* [PROBLEM DESCRIPTION] Copy out the data below. Leave nothing out and alter nothing.

Saved data entries
'''

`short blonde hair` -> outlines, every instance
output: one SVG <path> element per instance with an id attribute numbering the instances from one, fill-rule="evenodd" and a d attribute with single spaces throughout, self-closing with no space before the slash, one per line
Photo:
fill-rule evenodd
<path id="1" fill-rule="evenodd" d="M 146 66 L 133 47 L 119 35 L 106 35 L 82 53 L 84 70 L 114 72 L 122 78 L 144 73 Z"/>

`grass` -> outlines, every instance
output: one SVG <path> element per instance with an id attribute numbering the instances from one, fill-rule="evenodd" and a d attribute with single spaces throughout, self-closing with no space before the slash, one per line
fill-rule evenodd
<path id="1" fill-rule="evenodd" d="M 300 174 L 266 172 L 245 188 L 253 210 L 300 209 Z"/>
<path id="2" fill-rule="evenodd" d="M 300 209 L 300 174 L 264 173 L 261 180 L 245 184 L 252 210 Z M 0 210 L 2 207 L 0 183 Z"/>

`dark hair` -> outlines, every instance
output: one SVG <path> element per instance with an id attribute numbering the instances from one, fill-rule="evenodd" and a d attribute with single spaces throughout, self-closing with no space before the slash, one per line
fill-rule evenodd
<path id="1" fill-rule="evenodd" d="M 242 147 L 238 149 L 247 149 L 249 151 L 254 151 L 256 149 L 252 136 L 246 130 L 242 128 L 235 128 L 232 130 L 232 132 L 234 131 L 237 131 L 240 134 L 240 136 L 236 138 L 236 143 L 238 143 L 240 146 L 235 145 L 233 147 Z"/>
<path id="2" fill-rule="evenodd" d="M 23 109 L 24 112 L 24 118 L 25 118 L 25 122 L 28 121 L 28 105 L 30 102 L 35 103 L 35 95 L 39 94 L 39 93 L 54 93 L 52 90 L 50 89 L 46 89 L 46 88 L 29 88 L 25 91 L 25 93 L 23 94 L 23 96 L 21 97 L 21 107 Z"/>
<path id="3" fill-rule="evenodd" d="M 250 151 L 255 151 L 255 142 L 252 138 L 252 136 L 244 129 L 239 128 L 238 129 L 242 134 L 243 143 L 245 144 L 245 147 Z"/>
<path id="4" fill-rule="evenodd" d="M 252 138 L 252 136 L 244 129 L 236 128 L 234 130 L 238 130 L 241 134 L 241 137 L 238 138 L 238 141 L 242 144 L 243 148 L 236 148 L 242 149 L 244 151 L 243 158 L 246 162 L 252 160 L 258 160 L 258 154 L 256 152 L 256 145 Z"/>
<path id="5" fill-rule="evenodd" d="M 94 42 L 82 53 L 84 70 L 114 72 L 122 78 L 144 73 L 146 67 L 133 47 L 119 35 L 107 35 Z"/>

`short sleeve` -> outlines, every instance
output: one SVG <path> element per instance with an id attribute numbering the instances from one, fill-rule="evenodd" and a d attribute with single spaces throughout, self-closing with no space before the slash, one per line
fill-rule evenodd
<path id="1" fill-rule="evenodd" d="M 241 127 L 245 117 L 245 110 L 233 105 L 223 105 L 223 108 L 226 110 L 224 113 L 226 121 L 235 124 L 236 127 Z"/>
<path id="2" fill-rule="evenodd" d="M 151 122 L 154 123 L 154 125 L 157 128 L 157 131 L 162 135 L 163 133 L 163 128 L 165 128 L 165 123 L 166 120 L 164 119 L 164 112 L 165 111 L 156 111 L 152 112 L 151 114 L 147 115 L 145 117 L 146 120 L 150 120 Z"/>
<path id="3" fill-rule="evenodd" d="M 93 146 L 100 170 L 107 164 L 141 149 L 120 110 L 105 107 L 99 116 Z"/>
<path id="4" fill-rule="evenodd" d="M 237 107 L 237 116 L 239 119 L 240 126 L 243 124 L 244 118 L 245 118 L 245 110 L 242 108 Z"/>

'''

* [RESULT OF THIS EXERCISE]
`short blonde hair` -> outlines, every instance
output: one SVG <path> element per instance with an id attribute numbering the instances from one, fill-rule="evenodd" and a d attribute with single spaces throughout, self-closing with no space before the slash, one per line
Photo:
fill-rule evenodd
<path id="1" fill-rule="evenodd" d="M 146 66 L 133 47 L 119 35 L 106 35 L 82 53 L 84 70 L 114 72 L 122 78 L 144 73 Z"/>

`grass` -> outlines, every instance
output: one SVG <path> element per instance with an id attribute numbering the instances from one, fill-rule="evenodd" and a d attribute with single spaces throughout, self-closing with no space before the slash, one per line
fill-rule evenodd
<path id="1" fill-rule="evenodd" d="M 300 174 L 266 172 L 245 188 L 253 210 L 300 209 Z"/>
<path id="2" fill-rule="evenodd" d="M 300 209 L 300 174 L 264 173 L 261 180 L 245 184 L 252 210 Z M 0 210 L 2 207 L 0 183 Z"/>

`dark hair` -> outlines, every instance
output: one SVG <path> element per instance with an id attribute numbering the instances from one, fill-rule="evenodd" and a d attribute with single spaces throughout, self-closing with no space before the slash, one per line
fill-rule evenodd
<path id="1" fill-rule="evenodd" d="M 242 147 L 238 149 L 247 149 L 249 151 L 254 151 L 256 149 L 252 136 L 246 130 L 242 128 L 235 128 L 232 130 L 232 132 L 234 131 L 237 131 L 240 134 L 240 136 L 236 138 L 236 143 L 238 143 L 240 146 L 235 145 L 233 147 Z"/>
<path id="2" fill-rule="evenodd" d="M 23 109 L 24 112 L 24 118 L 25 118 L 25 122 L 28 121 L 28 105 L 30 102 L 35 103 L 35 95 L 39 94 L 39 93 L 54 93 L 52 90 L 50 89 L 46 89 L 46 88 L 29 88 L 25 91 L 25 93 L 23 94 L 23 96 L 21 97 L 21 107 Z"/>
<path id="3" fill-rule="evenodd" d="M 250 151 L 255 151 L 255 142 L 252 138 L 252 136 L 244 129 L 239 128 L 238 129 L 242 134 L 243 143 L 245 144 L 245 147 Z"/>
<path id="4" fill-rule="evenodd" d="M 252 138 L 252 136 L 244 129 L 236 128 L 234 130 L 238 130 L 241 134 L 241 137 L 238 138 L 238 141 L 242 144 L 243 148 L 236 148 L 242 149 L 244 151 L 243 158 L 246 162 L 252 160 L 258 160 L 258 154 L 256 152 L 256 145 Z"/>
<path id="5" fill-rule="evenodd" d="M 94 42 L 82 53 L 84 70 L 114 72 L 122 78 L 144 73 L 146 67 L 133 47 L 119 35 L 107 35 Z"/>

`short sleeve` -> outlines, every instance
output: one SVG <path> element per instance with an id attribute numbering the instances from one, fill-rule="evenodd" and a d attribute with single spaces throughout, self-closing with no space before the slash, one per line
fill-rule evenodd
<path id="1" fill-rule="evenodd" d="M 241 127 L 245 117 L 245 110 L 233 105 L 223 105 L 223 108 L 226 110 L 224 113 L 226 121 L 235 124 L 236 127 Z"/>
<path id="2" fill-rule="evenodd" d="M 151 122 L 154 123 L 154 125 L 157 128 L 157 131 L 162 135 L 163 133 L 163 128 L 165 128 L 165 123 L 166 120 L 164 119 L 164 112 L 165 111 L 156 111 L 152 112 L 151 114 L 147 115 L 145 117 L 146 120 L 150 120 Z"/>
<path id="3" fill-rule="evenodd" d="M 93 146 L 100 170 L 107 164 L 141 149 L 120 110 L 105 107 L 99 116 Z"/>
<path id="4" fill-rule="evenodd" d="M 237 107 L 237 116 L 239 119 L 240 126 L 243 124 L 244 118 L 245 118 L 245 110 L 242 108 Z"/>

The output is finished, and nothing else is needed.